_WHAT IS REQUIRED_:
Copy the following items line for line, without any changes.

+ + +

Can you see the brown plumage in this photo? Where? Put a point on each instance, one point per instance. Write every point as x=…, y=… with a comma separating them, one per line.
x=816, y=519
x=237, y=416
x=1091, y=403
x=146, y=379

+ + +

_SOLUTION TO THIS EXERCISE_:
Can you see the brown plumage in this photo? Where? Put a point on each instance, one point per instance. Write every point as x=…, y=… with a comma separating them, one per line.
x=816, y=519
x=237, y=416
x=1091, y=403
x=146, y=379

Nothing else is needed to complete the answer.